**Text provided**.
Sports

Cardinals starter Michael McGreevy looks to strengthen ‘everything’ after ‘taxing’ 2025

Cardinals starter Michael McGreevy looks to strengthen 'everything' after 'taxing' 2025

Having shouldered a starter’s workload in each season in professional baseball since his first full minor league season in 2022, what Cardinals starter Michael McGreevy took on, along with over 170 innings, was a type of wear not found in box scores.
The nature of the role he worked in to open the year, one in which he made multiple spot starts in the majors before becoming a full-time rotation member in late July, presented the 25-year-old righty with off-field hurdles.
“That was mentally taxing just with the drives and the flights and the disappointment, even though I knew what was happening and why it was happening,” McGreevy said in an interview during the Cardinals’ final homestand of the 2025 season. “It was just a matter of just weathering the storm and knowing that eventually it’ll get better.”
What McGreevy came away with was a regular season during which he posted a 4.42 ERA and an 8-4 record as he totaled a career-high 95 2/3 innings over 17 games (16 starts) in the majors. McGreevy finished sixth among qualified rookie starters in wins and WHIP (1.25). His walk rate (5%) ranked in the top 7% of qualified major league arms, per Statcast.
He carries his 2025 experiences with him into the offseason with an idea of what to work ahead of the 2026 season, where he projects to take on a role as one of the Cardinals’ young rotation pieces.
“Just strengthening everything that I have,” said McGreevy, who totaled 170 2/5 innings between the majors and Class AAA this year. “It’s a mix of everything, like, ‘Hey, let’s get stronger.’ Just try to add a little bit more (velocity). Just trying to make our pitches sharper and just build the body to weather a full big-league season. I’ve shown I could weather a whole professional baseball season, but these innings up here are more high-leverage.
“They’re more stressful,” the right-hander added.

**What you need to do**.
[1] From the Cardinals article, list each statistic McGreevy posted in his 2025 major league regular season. Leave out rankings and totals that combine the majors and Class AAA.
[2] Please copy the part of the Cardinals article between "What McGreevy came" and "young rotation pieces.", inclusive.
[3] Summarize the Cardinals article in two sentences.

**Entries shown**.
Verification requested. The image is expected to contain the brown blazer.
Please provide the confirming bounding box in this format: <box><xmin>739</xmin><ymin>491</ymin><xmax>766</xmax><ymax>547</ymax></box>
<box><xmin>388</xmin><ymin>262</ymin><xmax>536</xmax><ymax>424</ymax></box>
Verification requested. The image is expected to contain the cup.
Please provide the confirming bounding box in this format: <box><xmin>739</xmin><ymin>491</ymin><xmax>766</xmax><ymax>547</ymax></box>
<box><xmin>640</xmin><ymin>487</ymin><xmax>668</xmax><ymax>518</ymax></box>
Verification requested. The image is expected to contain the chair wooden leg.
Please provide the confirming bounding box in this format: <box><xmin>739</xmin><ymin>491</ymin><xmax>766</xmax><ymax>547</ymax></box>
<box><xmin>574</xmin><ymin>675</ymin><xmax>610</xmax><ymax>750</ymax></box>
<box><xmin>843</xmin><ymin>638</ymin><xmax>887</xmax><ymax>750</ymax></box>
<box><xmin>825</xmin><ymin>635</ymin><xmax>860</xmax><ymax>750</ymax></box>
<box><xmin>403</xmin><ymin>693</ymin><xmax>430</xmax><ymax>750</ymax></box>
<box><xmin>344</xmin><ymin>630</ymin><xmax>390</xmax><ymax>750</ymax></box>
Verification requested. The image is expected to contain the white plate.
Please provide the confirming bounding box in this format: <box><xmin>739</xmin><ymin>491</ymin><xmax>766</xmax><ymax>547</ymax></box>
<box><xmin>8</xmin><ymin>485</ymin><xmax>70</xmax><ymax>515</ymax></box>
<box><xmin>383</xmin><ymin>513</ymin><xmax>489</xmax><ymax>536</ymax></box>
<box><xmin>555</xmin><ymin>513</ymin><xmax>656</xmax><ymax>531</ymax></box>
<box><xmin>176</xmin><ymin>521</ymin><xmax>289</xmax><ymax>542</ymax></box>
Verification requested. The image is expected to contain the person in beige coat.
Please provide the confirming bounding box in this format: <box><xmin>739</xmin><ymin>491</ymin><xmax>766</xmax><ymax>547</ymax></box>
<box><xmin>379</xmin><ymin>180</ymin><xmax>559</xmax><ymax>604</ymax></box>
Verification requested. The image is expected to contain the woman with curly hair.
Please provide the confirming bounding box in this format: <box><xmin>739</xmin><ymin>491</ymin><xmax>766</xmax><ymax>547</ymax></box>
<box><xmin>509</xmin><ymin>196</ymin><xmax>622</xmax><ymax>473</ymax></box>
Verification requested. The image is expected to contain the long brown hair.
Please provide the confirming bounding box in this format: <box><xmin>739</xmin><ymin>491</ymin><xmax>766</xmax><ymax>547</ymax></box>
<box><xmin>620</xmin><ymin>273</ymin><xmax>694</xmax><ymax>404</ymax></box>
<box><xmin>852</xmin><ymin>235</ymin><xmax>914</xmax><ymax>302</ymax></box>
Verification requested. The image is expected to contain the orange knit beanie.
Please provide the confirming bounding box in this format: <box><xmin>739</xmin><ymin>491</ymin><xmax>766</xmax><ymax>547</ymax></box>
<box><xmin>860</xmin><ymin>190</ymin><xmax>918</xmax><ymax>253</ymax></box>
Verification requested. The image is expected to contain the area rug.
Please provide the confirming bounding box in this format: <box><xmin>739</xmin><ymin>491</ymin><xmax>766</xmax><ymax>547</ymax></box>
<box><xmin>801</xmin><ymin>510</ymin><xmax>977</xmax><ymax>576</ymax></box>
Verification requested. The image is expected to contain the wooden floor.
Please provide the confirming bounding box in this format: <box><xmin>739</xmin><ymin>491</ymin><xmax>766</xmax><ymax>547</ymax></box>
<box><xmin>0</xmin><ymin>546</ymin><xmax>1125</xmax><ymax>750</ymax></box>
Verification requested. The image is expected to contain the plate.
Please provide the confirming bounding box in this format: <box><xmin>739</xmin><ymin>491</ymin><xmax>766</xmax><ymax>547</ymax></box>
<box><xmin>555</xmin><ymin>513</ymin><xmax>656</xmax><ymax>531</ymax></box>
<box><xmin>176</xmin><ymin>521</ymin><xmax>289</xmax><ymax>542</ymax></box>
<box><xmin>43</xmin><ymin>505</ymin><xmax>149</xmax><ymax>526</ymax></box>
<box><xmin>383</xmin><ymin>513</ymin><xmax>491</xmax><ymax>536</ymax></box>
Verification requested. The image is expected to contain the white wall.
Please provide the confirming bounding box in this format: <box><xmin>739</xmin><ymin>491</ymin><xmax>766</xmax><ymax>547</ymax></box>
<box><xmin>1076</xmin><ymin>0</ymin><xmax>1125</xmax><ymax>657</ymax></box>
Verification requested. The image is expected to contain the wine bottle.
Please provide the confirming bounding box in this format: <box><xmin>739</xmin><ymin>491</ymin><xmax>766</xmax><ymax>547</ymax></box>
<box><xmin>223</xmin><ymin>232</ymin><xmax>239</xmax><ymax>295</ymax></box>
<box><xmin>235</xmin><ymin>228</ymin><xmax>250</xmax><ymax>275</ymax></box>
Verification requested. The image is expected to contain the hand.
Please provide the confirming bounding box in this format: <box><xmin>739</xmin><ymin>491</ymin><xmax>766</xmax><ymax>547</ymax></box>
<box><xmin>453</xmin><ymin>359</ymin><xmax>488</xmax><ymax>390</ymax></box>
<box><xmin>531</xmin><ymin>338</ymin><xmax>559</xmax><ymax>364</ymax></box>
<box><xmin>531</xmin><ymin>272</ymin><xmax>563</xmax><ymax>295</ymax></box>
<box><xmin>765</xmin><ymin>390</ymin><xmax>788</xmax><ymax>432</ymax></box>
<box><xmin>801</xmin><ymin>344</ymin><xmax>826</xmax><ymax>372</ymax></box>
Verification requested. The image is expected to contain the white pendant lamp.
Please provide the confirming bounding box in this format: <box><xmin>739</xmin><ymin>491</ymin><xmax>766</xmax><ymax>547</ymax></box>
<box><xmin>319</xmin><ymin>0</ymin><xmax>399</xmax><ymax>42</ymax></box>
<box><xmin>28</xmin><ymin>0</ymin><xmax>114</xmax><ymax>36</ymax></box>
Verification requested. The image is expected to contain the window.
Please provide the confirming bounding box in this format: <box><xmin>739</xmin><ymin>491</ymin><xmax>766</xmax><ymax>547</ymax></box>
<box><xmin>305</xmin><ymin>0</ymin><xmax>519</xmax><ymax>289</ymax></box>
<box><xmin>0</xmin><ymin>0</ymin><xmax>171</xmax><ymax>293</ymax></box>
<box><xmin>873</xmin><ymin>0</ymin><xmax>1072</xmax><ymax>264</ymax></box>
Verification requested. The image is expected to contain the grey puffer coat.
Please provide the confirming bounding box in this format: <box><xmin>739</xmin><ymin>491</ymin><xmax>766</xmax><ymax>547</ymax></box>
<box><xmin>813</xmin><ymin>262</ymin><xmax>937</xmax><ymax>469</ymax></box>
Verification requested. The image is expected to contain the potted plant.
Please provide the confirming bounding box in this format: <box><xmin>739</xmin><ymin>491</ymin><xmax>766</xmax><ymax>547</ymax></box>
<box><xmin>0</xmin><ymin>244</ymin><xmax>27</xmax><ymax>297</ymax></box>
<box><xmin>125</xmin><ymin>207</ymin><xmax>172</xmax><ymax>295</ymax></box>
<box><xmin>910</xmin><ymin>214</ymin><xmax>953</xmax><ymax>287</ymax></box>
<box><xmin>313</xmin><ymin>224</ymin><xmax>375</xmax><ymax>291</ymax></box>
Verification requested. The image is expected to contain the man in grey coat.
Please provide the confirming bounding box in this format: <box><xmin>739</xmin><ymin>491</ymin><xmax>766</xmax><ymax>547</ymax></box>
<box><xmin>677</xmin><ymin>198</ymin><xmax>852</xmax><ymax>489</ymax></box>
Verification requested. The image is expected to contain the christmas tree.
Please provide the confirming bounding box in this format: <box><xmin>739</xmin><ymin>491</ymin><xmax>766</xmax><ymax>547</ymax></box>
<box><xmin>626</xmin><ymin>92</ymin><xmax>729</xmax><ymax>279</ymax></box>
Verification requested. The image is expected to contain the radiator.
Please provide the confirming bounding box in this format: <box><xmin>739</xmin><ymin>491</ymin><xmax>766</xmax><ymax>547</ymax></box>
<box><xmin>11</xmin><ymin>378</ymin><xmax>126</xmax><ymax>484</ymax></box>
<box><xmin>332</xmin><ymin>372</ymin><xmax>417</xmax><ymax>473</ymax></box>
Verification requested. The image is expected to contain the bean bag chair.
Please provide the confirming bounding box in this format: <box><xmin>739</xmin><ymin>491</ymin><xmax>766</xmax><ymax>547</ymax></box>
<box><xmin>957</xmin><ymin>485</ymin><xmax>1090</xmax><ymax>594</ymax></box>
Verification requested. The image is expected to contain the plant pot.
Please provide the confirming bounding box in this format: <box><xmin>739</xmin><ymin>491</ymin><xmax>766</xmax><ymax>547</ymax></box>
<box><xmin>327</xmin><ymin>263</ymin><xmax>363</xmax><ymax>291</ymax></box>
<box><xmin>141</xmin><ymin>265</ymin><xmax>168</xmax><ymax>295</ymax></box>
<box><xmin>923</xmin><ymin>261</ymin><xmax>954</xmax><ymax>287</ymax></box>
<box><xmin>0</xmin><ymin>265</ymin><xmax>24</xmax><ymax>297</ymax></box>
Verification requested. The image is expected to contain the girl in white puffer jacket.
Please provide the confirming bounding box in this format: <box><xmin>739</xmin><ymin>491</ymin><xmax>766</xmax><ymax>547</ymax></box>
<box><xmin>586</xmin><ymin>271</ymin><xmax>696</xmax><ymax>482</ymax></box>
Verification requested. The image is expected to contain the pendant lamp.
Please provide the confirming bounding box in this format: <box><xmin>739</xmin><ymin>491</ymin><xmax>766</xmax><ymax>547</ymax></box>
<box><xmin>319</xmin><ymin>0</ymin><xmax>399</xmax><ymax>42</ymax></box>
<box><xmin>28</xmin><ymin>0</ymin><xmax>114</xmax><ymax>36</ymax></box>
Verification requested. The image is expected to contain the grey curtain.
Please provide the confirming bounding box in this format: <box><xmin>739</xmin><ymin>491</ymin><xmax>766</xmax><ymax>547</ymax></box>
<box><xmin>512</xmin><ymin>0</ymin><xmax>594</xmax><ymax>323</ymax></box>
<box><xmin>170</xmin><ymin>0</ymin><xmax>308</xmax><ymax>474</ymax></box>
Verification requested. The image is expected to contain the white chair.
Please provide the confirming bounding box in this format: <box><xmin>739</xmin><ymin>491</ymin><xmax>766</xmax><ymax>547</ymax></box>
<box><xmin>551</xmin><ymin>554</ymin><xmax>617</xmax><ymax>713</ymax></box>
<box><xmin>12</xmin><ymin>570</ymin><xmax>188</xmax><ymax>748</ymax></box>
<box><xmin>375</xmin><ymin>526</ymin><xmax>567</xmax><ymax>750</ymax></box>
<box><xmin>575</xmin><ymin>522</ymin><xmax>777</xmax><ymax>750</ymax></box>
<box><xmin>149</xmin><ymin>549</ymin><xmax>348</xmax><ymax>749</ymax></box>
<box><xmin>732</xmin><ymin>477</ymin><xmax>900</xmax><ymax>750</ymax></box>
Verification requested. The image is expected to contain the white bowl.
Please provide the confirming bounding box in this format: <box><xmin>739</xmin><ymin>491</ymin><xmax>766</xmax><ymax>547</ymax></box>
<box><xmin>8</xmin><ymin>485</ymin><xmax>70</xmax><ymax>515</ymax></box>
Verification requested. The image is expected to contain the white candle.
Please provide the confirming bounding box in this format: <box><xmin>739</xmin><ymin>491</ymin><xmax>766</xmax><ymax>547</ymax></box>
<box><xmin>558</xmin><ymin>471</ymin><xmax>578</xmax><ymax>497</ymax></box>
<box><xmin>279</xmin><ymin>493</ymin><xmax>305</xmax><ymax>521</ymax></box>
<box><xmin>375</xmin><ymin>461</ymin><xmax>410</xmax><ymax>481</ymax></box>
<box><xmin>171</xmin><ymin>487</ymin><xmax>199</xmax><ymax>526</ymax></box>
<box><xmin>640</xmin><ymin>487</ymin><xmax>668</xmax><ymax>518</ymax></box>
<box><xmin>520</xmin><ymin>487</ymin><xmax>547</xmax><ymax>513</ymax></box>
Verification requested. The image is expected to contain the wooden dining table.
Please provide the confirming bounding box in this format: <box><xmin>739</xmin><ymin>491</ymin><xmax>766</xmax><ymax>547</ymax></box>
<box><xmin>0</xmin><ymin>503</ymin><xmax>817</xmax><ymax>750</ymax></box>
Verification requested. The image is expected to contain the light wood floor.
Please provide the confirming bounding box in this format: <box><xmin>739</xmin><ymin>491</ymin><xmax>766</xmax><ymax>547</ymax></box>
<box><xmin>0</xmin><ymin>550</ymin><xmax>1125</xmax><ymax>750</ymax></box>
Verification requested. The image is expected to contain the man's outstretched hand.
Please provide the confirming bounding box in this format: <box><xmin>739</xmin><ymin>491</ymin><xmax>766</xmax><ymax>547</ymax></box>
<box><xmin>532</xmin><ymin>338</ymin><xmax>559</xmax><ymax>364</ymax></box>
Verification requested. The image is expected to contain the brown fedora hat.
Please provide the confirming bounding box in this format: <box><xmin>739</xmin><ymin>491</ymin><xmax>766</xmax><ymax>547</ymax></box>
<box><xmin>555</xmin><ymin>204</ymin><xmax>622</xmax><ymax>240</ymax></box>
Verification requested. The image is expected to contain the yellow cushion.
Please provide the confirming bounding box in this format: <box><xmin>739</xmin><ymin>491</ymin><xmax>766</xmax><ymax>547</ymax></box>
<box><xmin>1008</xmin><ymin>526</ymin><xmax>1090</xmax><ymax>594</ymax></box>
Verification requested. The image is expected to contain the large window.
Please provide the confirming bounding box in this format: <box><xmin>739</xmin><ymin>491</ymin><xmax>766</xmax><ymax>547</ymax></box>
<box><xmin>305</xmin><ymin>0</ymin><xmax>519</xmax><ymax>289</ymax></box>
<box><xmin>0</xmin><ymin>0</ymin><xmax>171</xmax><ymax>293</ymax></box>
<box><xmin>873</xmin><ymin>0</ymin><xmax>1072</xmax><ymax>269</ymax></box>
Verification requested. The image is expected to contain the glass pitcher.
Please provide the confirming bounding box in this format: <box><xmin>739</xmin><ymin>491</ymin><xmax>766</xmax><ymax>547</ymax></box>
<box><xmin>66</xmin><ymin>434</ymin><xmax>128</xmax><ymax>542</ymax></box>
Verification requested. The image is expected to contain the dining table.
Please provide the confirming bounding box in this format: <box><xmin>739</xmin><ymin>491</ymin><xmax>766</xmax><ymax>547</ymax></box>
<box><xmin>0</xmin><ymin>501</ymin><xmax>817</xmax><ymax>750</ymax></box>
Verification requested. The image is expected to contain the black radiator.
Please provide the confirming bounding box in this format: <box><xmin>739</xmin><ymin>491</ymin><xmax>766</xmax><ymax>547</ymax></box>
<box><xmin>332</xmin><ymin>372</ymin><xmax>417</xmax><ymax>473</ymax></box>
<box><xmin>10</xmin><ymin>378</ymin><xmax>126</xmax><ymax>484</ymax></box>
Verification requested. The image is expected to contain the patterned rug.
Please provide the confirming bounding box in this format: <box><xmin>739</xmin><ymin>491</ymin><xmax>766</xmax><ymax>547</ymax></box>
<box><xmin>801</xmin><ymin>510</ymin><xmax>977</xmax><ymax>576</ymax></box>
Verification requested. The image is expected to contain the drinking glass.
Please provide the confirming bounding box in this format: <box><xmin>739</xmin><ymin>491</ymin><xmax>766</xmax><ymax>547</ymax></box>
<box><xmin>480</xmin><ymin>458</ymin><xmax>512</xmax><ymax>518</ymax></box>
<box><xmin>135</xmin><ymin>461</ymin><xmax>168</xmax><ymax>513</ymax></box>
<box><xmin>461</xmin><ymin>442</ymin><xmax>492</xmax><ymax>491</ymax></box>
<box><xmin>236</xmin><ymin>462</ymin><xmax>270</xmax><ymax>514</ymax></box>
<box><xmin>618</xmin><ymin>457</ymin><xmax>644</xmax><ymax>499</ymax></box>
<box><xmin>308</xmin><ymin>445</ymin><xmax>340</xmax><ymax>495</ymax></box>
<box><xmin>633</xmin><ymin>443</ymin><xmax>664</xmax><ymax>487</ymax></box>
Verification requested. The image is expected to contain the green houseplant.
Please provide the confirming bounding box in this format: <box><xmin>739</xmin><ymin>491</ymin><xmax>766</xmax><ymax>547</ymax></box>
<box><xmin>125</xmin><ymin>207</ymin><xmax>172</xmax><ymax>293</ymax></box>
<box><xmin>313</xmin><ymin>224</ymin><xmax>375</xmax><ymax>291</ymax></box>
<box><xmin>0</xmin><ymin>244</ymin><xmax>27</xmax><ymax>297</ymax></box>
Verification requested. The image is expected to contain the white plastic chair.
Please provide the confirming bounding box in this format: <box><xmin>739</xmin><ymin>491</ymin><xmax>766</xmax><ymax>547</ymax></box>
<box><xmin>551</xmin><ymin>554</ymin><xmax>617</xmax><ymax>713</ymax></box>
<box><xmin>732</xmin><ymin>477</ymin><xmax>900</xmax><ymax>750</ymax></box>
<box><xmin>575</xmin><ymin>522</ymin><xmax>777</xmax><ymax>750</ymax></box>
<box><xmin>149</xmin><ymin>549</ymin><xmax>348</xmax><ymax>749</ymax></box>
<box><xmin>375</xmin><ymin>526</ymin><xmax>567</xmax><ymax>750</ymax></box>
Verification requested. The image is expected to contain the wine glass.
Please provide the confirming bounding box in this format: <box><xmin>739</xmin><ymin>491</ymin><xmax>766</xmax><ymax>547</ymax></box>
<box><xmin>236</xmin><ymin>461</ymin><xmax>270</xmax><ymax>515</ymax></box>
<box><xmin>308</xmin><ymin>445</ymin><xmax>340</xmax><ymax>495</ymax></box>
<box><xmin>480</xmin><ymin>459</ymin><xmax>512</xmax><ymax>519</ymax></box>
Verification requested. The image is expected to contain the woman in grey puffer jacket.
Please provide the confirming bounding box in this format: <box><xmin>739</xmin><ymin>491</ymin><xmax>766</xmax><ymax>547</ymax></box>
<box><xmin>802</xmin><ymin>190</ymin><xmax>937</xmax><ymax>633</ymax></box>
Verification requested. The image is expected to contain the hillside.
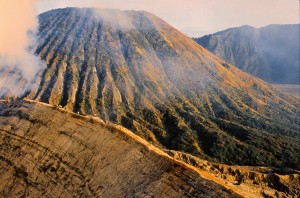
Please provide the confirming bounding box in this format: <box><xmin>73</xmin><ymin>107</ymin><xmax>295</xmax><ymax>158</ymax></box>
<box><xmin>195</xmin><ymin>24</ymin><xmax>300</xmax><ymax>85</ymax></box>
<box><xmin>0</xmin><ymin>101</ymin><xmax>241</xmax><ymax>197</ymax></box>
<box><xmin>1</xmin><ymin>8</ymin><xmax>300</xmax><ymax>169</ymax></box>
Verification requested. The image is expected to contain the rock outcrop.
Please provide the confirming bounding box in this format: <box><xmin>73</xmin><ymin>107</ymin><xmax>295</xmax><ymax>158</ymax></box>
<box><xmin>0</xmin><ymin>8</ymin><xmax>300</xmax><ymax>169</ymax></box>
<box><xmin>0</xmin><ymin>101</ymin><xmax>241</xmax><ymax>197</ymax></box>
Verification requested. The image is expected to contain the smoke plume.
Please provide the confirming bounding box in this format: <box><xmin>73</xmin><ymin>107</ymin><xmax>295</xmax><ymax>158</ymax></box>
<box><xmin>0</xmin><ymin>0</ymin><xmax>44</xmax><ymax>97</ymax></box>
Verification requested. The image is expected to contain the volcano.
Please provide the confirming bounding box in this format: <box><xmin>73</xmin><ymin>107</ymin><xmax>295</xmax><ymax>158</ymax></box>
<box><xmin>0</xmin><ymin>8</ymin><xmax>300</xmax><ymax>169</ymax></box>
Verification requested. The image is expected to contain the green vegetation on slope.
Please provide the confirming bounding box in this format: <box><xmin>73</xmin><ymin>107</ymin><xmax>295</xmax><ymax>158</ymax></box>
<box><xmin>17</xmin><ymin>8</ymin><xmax>300</xmax><ymax>169</ymax></box>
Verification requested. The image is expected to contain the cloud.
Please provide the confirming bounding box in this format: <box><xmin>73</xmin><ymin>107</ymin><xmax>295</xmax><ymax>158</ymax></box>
<box><xmin>0</xmin><ymin>0</ymin><xmax>44</xmax><ymax>97</ymax></box>
<box><xmin>37</xmin><ymin>0</ymin><xmax>299</xmax><ymax>37</ymax></box>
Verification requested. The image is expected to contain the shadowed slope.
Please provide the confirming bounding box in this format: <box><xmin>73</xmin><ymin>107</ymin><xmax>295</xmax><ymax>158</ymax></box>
<box><xmin>0</xmin><ymin>101</ymin><xmax>240</xmax><ymax>197</ymax></box>
<box><xmin>195</xmin><ymin>24</ymin><xmax>300</xmax><ymax>84</ymax></box>
<box><xmin>7</xmin><ymin>8</ymin><xmax>300</xmax><ymax>168</ymax></box>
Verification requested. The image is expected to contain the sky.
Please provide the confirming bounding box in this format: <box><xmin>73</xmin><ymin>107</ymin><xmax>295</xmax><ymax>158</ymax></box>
<box><xmin>36</xmin><ymin>0</ymin><xmax>299</xmax><ymax>37</ymax></box>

**Solved problems**.
[1]
- 4.42 ERA
- 8-4 record
- 95 2/3 innings
- 17 games
- 16 starts
- 1.25 WHIP
- 5% walk rate

[2]
What McGreevy came away with was a regular season during which he posted a 4.42 ERA and an 8-4 record as he totaled a career-high 95 2/3 innings over 17 games (16 starts) in the majors. McGreevy finished sixth among qualified rookie starters in wins and WHIP (1.25). His walk rate (5%) ranked in the top 7% of qualified major league arms, per Statcast.
He carries his 2025 experiences with him into the offseason with an idea of what to work ahead of the 2026 season, where he projects to take on a role as one of the Cardinals’ young rotation pieces.

[3] Cardinals right-hander Michael McGreevy found his 2025 season mentally taxing, since he made multiple spot starts in the majors before joining the rotation full time in late July, and he finished with a 4.42 ERA, an 8-4 record and a career-high 95 2/3 major league innings. Heading into 2026, when he projects as one of the team's young rotation pieces, he plans to strengthen everything he has, add velocity, sharpen his pitches and build his body to handle a full big-league season.